## Start

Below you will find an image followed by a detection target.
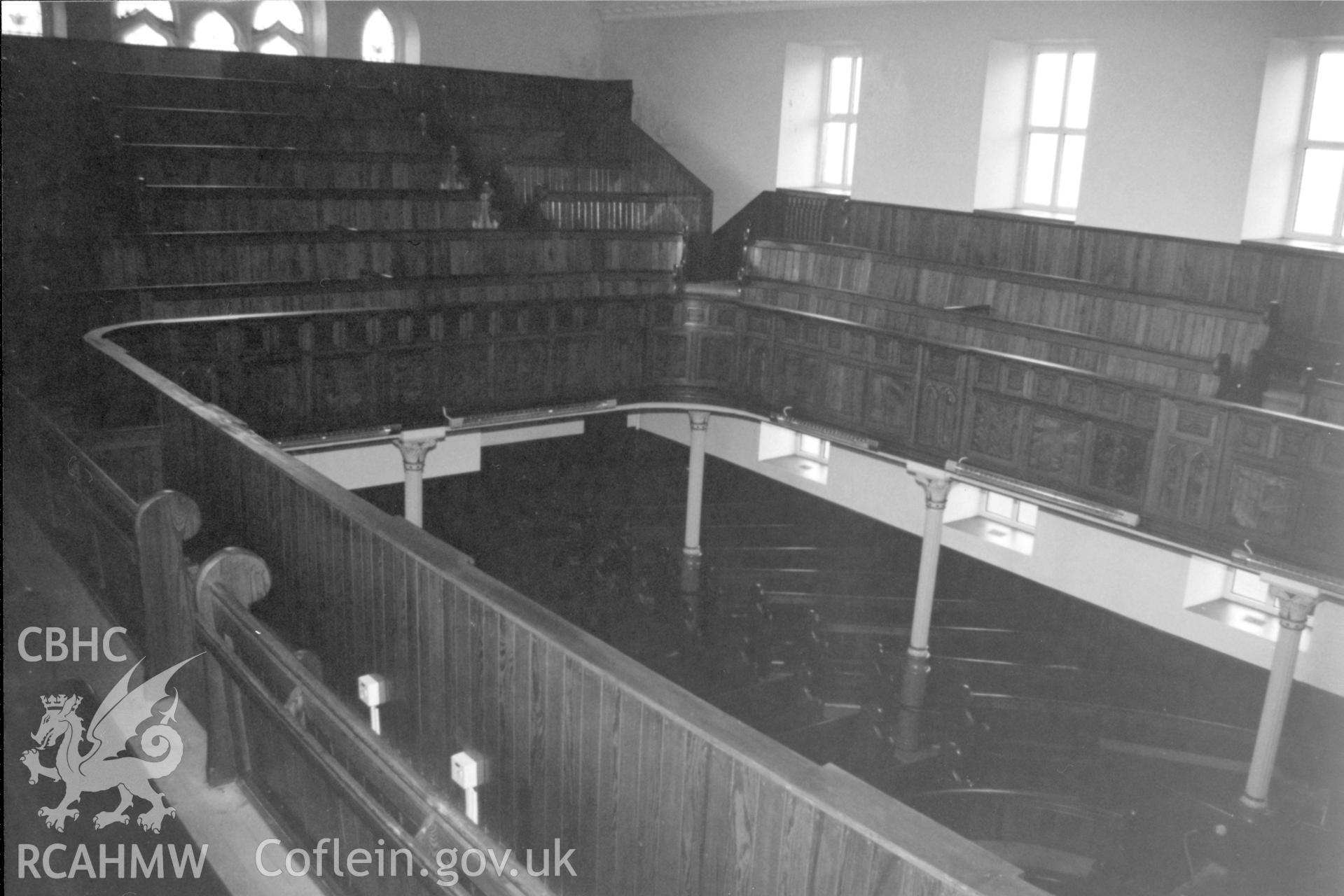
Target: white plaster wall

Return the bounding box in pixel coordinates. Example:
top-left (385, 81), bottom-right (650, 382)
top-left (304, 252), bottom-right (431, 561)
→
top-left (602, 0), bottom-right (1344, 241)
top-left (637, 414), bottom-right (1344, 696)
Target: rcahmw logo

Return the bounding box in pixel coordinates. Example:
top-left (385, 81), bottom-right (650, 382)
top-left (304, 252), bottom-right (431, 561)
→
top-left (18, 654), bottom-right (208, 878)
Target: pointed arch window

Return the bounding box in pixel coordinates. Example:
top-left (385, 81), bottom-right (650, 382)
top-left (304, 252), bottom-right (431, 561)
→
top-left (253, 0), bottom-right (307, 57)
top-left (113, 0), bottom-right (174, 22)
top-left (1289, 47), bottom-right (1344, 246)
top-left (111, 0), bottom-right (177, 47)
top-left (190, 9), bottom-right (238, 52)
top-left (360, 9), bottom-right (396, 62)
top-left (0, 0), bottom-right (43, 38)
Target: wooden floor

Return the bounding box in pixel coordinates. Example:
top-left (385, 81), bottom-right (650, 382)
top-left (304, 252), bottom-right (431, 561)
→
top-left (344, 418), bottom-right (1344, 896)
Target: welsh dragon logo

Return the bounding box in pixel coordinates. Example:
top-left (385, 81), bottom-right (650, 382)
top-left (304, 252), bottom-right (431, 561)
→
top-left (19, 654), bottom-right (200, 833)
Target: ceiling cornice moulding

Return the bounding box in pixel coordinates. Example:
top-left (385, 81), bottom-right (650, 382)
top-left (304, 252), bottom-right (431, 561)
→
top-left (590, 0), bottom-right (889, 22)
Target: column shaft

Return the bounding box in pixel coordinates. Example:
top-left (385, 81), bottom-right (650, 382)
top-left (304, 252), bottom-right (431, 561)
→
top-left (395, 440), bottom-right (438, 526)
top-left (1242, 586), bottom-right (1317, 811)
top-left (896, 474), bottom-right (952, 752)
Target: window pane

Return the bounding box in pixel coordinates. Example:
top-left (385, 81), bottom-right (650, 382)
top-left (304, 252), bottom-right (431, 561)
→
top-left (1293, 149), bottom-right (1344, 237)
top-left (257, 35), bottom-right (298, 57)
top-left (360, 9), bottom-right (396, 62)
top-left (822, 121), bottom-right (848, 186)
top-left (1065, 52), bottom-right (1097, 127)
top-left (826, 57), bottom-right (854, 115)
top-left (985, 491), bottom-right (1015, 520)
top-left (0, 0), bottom-right (41, 38)
top-left (850, 57), bottom-right (863, 115)
top-left (116, 0), bottom-right (172, 21)
top-left (190, 10), bottom-right (238, 52)
top-left (1306, 51), bottom-right (1344, 140)
top-left (1233, 570), bottom-right (1269, 603)
top-left (1056, 134), bottom-right (1087, 208)
top-left (1021, 134), bottom-right (1059, 206)
top-left (1031, 52), bottom-right (1069, 127)
top-left (253, 0), bottom-right (304, 34)
top-left (844, 125), bottom-right (859, 187)
top-left (121, 23), bottom-right (168, 47)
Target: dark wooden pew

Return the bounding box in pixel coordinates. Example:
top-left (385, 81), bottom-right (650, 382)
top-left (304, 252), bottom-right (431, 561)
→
top-left (743, 241), bottom-right (1269, 396)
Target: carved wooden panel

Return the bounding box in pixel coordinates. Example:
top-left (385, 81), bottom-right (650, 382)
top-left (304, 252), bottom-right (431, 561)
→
top-left (551, 336), bottom-right (604, 398)
top-left (1027, 411), bottom-right (1086, 482)
top-left (971, 392), bottom-right (1021, 462)
top-left (594, 332), bottom-right (644, 398)
top-left (866, 373), bottom-right (914, 440)
top-left (825, 363), bottom-right (864, 423)
top-left (649, 333), bottom-right (688, 380)
top-left (383, 348), bottom-right (438, 411)
top-left (442, 342), bottom-right (490, 411)
top-left (1087, 426), bottom-right (1152, 501)
top-left (915, 380), bottom-right (961, 456)
top-left (738, 337), bottom-right (775, 405)
top-left (778, 351), bottom-right (822, 410)
top-left (1157, 440), bottom-right (1214, 524)
top-left (696, 336), bottom-right (737, 388)
top-left (313, 356), bottom-right (373, 424)
top-left (1223, 463), bottom-right (1301, 538)
top-left (494, 339), bottom-right (548, 403)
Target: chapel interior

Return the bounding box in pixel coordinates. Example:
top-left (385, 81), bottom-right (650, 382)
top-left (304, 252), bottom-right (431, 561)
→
top-left (0, 0), bottom-right (1344, 896)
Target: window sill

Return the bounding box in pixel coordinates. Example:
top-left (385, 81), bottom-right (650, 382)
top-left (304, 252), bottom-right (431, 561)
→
top-left (1186, 598), bottom-right (1312, 650)
top-left (974, 208), bottom-right (1078, 224)
top-left (948, 516), bottom-right (1037, 556)
top-left (1242, 237), bottom-right (1344, 255)
top-left (762, 454), bottom-right (829, 485)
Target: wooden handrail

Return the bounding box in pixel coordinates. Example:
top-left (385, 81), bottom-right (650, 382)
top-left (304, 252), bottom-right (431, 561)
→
top-left (196, 554), bottom-right (551, 896)
top-left (89, 309), bottom-right (1037, 896)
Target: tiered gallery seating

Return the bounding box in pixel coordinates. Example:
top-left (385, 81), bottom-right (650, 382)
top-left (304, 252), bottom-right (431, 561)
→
top-left (4, 31), bottom-right (1344, 896)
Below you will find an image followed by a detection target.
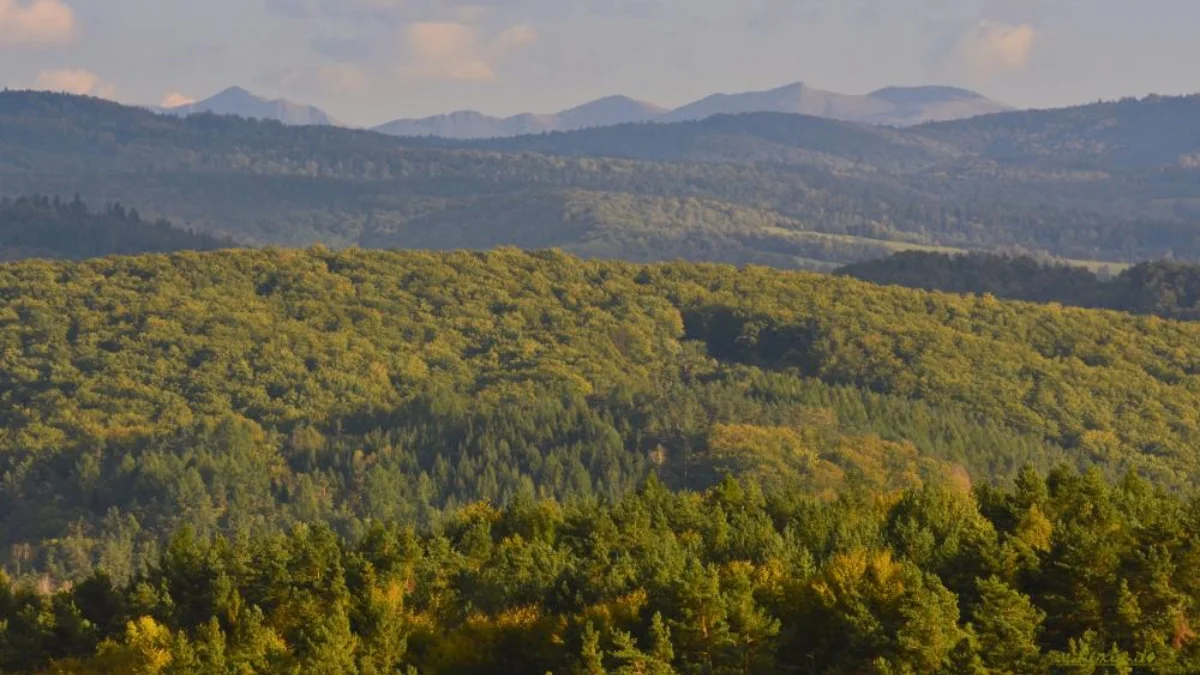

## End

What to do: Can you reproduce the data above verbatim, starting with the line that contains "Target: pointed arch window" and going on through the line that contains "top-left (0, 0), bottom-right (43, 38)"?

Reply:
Target: pointed arch window

Return the bounding box in pixel coordinates. Example:
top-left (385, 81), bottom-right (650, 382)
top-left (304, 252), bottom-right (431, 561)
→
top-left (253, 0), bottom-right (307, 57)
top-left (113, 0), bottom-right (174, 22)
top-left (1289, 47), bottom-right (1344, 246)
top-left (111, 0), bottom-right (177, 47)
top-left (190, 9), bottom-right (238, 52)
top-left (360, 9), bottom-right (396, 62)
top-left (0, 0), bottom-right (43, 38)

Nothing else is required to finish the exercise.